* GIVEN DATA
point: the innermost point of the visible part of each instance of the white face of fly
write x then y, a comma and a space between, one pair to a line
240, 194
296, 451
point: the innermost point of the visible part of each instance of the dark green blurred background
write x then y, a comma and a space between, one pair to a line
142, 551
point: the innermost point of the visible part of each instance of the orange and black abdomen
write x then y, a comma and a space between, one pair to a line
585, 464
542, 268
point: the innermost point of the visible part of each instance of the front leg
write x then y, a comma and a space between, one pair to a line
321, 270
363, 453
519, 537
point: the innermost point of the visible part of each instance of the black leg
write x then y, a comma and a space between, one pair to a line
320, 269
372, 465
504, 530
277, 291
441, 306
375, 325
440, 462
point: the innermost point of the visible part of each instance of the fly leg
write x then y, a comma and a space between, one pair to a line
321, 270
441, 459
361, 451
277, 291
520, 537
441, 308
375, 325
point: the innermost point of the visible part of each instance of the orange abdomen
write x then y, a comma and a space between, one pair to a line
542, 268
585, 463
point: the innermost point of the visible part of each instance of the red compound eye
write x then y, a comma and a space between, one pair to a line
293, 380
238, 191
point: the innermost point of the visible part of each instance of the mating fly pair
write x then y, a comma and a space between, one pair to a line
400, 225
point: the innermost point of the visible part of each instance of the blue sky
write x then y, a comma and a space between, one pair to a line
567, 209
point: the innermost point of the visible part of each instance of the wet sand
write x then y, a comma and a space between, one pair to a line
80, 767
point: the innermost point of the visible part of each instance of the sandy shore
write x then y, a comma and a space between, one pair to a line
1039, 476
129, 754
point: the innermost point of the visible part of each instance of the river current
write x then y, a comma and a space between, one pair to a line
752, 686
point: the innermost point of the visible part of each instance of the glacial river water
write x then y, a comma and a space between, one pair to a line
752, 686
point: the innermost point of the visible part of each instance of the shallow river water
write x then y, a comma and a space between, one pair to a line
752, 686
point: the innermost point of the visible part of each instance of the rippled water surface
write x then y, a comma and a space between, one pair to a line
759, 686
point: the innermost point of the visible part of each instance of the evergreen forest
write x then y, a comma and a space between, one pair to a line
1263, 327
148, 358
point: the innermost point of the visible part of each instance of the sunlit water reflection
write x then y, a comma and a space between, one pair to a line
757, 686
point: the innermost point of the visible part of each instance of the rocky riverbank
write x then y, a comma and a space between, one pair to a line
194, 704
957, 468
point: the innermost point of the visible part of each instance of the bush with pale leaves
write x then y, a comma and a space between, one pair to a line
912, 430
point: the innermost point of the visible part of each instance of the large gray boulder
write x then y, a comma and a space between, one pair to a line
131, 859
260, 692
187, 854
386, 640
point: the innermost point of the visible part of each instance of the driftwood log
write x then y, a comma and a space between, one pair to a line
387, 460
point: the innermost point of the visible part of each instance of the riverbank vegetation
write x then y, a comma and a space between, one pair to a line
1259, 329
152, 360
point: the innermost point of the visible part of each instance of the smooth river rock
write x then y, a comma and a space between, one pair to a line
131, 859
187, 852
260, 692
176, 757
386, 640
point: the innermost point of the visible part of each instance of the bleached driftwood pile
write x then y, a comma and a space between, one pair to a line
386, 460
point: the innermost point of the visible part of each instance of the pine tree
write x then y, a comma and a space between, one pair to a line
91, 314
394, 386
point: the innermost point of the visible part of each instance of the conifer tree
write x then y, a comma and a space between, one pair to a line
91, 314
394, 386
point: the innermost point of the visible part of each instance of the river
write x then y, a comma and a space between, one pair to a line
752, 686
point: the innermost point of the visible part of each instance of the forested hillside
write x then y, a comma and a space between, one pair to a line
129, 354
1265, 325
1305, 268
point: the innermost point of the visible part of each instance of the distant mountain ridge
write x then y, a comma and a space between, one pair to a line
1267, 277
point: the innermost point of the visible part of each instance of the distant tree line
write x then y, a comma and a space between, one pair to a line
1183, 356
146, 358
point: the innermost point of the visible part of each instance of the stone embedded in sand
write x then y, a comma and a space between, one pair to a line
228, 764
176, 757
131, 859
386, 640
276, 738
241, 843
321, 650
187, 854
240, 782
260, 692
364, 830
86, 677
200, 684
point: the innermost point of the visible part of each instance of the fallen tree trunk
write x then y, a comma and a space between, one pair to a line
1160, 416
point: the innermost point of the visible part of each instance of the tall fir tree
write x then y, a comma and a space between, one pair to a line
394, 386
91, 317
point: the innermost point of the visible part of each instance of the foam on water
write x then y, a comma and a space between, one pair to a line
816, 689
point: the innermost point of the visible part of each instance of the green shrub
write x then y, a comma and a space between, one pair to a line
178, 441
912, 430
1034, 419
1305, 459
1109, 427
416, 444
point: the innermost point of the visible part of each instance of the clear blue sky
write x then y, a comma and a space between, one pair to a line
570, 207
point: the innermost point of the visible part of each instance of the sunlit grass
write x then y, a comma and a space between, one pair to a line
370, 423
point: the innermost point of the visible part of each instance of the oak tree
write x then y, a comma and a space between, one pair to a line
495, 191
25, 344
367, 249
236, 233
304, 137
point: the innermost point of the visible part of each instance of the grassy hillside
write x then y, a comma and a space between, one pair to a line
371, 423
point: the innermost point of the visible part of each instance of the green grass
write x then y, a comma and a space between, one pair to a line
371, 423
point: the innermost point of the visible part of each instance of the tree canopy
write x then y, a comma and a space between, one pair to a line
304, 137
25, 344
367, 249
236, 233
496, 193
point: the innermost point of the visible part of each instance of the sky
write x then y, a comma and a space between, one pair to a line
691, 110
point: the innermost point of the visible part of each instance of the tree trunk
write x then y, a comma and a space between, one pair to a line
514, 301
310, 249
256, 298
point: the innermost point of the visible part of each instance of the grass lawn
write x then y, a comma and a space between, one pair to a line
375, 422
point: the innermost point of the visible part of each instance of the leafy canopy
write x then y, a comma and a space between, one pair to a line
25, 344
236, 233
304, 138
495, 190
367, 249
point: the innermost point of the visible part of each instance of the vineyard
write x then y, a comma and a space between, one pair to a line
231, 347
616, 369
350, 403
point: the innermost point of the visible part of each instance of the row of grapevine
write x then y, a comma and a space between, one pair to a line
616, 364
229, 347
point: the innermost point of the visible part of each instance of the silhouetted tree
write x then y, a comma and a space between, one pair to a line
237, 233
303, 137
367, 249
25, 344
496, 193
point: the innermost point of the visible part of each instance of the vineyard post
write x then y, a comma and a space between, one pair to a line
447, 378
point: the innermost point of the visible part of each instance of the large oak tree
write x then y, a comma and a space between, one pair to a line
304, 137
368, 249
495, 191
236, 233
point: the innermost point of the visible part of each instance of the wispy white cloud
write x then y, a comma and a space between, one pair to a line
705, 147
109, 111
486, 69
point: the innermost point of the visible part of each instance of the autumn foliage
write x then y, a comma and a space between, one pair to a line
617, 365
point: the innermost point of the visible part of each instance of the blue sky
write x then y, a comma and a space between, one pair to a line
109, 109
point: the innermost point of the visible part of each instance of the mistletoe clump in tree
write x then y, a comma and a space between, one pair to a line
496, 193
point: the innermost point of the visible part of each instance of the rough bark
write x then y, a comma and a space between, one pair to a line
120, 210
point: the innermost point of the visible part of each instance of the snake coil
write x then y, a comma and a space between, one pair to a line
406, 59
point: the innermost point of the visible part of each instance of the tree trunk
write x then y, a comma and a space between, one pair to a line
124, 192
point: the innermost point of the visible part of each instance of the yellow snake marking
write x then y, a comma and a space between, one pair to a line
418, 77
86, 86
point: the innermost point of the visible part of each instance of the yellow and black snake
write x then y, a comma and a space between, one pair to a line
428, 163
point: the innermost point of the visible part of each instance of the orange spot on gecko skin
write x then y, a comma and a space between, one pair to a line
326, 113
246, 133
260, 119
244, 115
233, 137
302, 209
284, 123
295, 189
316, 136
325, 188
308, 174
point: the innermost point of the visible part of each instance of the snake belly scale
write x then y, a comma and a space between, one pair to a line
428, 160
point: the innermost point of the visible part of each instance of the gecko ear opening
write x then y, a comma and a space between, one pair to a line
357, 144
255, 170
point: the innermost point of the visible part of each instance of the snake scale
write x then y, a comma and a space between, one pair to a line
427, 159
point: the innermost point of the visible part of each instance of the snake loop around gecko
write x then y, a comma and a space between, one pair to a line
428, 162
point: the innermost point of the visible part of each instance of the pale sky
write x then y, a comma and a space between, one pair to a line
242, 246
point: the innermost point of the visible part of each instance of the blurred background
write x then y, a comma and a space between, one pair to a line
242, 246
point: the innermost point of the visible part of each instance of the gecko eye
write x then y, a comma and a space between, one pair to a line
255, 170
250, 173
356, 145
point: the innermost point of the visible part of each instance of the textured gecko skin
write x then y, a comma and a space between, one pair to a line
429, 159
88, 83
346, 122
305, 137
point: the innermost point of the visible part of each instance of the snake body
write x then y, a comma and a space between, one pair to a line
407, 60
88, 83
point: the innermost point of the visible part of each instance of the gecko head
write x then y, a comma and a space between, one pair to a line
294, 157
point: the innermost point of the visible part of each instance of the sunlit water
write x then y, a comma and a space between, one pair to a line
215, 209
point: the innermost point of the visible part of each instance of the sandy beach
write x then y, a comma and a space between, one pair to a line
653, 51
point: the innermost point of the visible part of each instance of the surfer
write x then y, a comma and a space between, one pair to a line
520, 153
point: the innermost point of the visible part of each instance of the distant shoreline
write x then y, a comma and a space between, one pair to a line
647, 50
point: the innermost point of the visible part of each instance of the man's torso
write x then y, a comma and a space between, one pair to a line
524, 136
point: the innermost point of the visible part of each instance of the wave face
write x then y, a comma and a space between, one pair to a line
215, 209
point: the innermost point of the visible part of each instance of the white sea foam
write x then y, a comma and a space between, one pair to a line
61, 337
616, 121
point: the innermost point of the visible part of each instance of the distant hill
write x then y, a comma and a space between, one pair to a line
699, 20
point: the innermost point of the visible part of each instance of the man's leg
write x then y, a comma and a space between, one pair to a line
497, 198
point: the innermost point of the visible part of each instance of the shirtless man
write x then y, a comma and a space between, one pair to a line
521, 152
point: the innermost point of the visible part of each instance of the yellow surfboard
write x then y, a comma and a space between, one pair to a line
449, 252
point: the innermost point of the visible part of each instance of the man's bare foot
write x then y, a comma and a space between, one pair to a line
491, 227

* WHAT IS REQUIRED
Look over the material above and show each line where "background" appears.

* EXERCISE RESULT
point: the innermost point of the visible part of each instance of the dark green blurred background
point: the innermost point of the visible part of each instance of the blurred background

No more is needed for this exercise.